:: İstek ::
Cengiz Dağcı hakkındaki metinden, "Türk dünyasının büyük" sözlerinin geçtiği yerden başlayıp "rahmetler niyaz ediyorum." sözlerinden sonra duran kısmı harfi harfine yazın.

Cengiz Dağcı

Cengiz Dağcı

Türk dünyasının büyük romancısı Cengiz Dağcı Hakkın rahmetine kavuştu. O, hayatı büyük çilelerle geçmiş, vatanından ölene kadar ayrı düşmüş, vatan hasretini romanlarına aksettirmiş Kırımlı büyük bir yazardı. Türkiye’ye olan sevgisini bütün eserlerini Türkçe olarak yazmakla bizlere ispatlamıştı ama, beni en çok etkileyen ve duyduğumda tüylerimi diken diken eden bir yanını anlatmadan geçemeyeceğim: O Türkiye’den getirttiği çiçekleri evindeki saksılara dikmiş, her gün onları okşayarak “bizler akrabayız, nolur solupta beni yalnız bırakmayın” diyerek de halet-i ruhiyesini göstermiş, bizlere mesajlar vermiştir. Bu büyük edebiyatçımıza Allah’tan rahmetler niyaz ediyorum.

Dağcı’nın vatanı Kırım’dan bahsedince Kırım hatıramı anlatmadan geçmemeliyim. 1995 yılının kış aylarında rahmetli Mustafa Fidancı ile Ukrayna’nın Harkov şehrine gitmiştik. Komünizmin etkisinden kurtulalı birkaç yıl olmuştu. Hem daha önce Türkiye’de gördüğüm Mustafa Cemil Kırımoğlu’nu, hem de çok merak ettiğim Kırım’ı görmek arzusuyla bir hafta sonu program yapıp gitmeye karar verdik. Gece boyu kuşetli tren yolculuğu yaptık. Trende bir şişman Rus kadının uyurken horlamasından dolayı uyumamız mümkün olmadı. Bir istasyonda kasketli Anadolu köylüsünü andıran 65 yaşlarında bir adam bindi. Yatmadan çok saygılı bir şekilde oturuyordu.Ben sorunca Türk olduğunu söyledi. Kırımlıların Stalin döneminde ülkelerinden topyekün Özbekistan’a tren katarlarında hayvanlardan daha kötü şartlarda sürüldüklerini duymuşsunuzdur. Özbekistan’a varana kadar pek çoğu telef olmuş, ölenleri arkadaşları hareket halindeki katarlardan dışarı atmak zorunda kalmışlardı. Düşünebiliyor musunuz, ne insanlık dışı şartlarda gittiklerini. Komunizmin sona erişinden sonra bazı Tatarlar tekrar Kırım’a gelmeye başlamışlardı. İşte o amcada onlardandı. Sorunca anlattı, Özbekistan’da kalan damadının kaybolduğunu öğrenmiş, kızına yardıma ve damadını bulmaya gidiyordu. Hikayesi bizi çok etkilemişti. Onun da bizim de konuşacak takatimiz kalmamıştı Ayrılırken çıkardım biraz para verdim ve ayrıldık. Halâ tavrı gözlerimin önündedir.

:: Veri bölümü ::
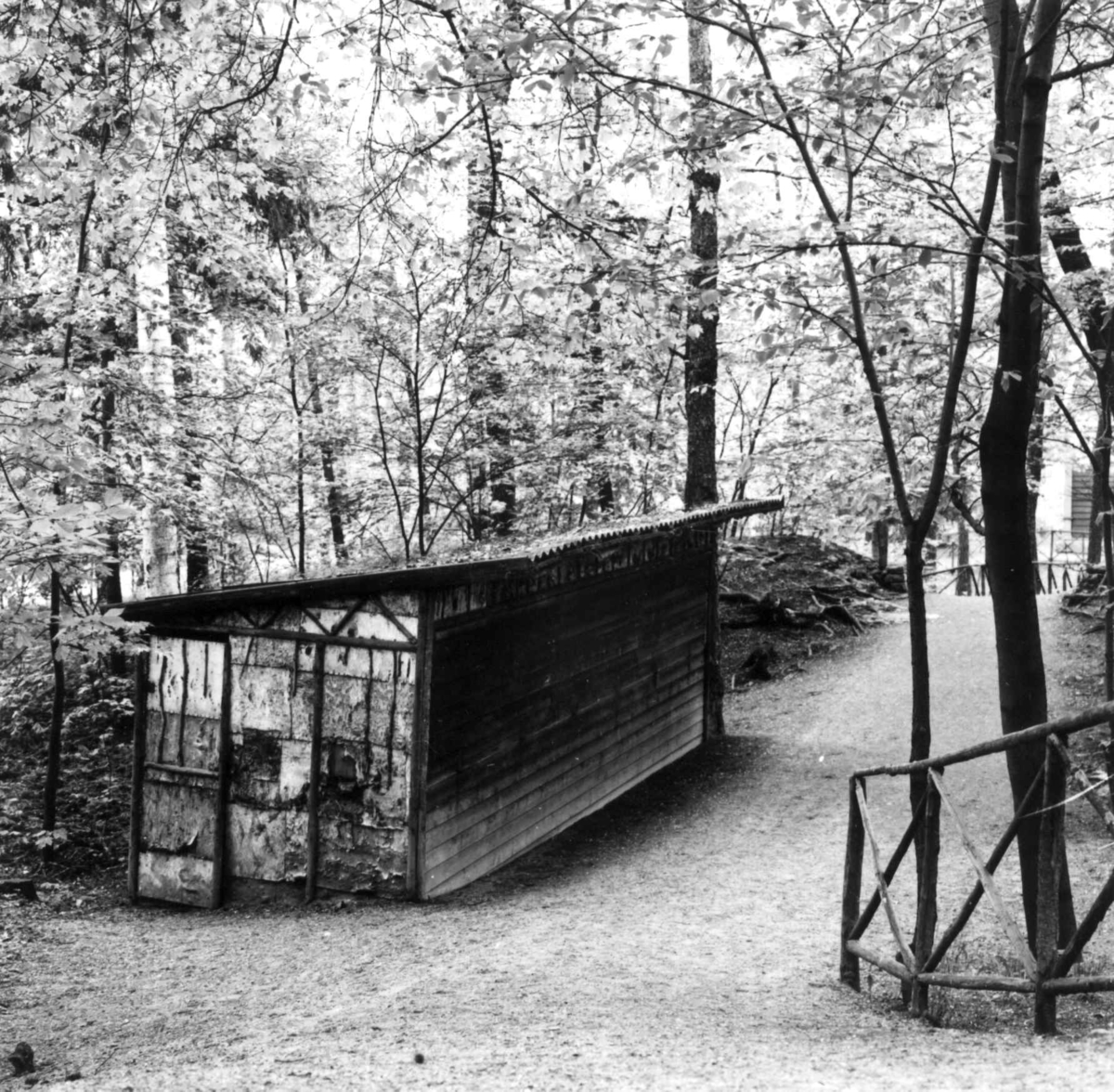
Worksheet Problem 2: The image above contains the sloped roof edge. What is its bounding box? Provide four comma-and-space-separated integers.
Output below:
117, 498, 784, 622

:: Tam çıktı ::
Türk dünyasının büyük romancısı Cengiz Dağcı Hakkın rahmetine kavuştu. O, hayatı büyük çilelerle geçmiş, vatanından ölene kadar ayrı düşmüş, vatan hasretini romanlarına aksettirmiş Kırımlı büyük bir yazardı. Türkiye’ye olan sevgisini bütün eserlerini Türkçe olarak yazmakla bizlere ispatlamıştı ama, beni en çok etkileyen ve duyduğumda tüylerimi diken diken eden bir yanını anlatmadan geçemeyeceğim: O Türkiye’den getirttiği çiçekleri evindeki saksılara dikmiş, her gün onları okşayarak “bizler akrabayız, nolur solupta beni yalnız bırakmayın” diyerek de halet-i ruhiyesini göstermiş, bizlere mesajlar vermiştir. Bu büyük edebiyatçımıza Allah’tan rahmetler niyaz ediyorum.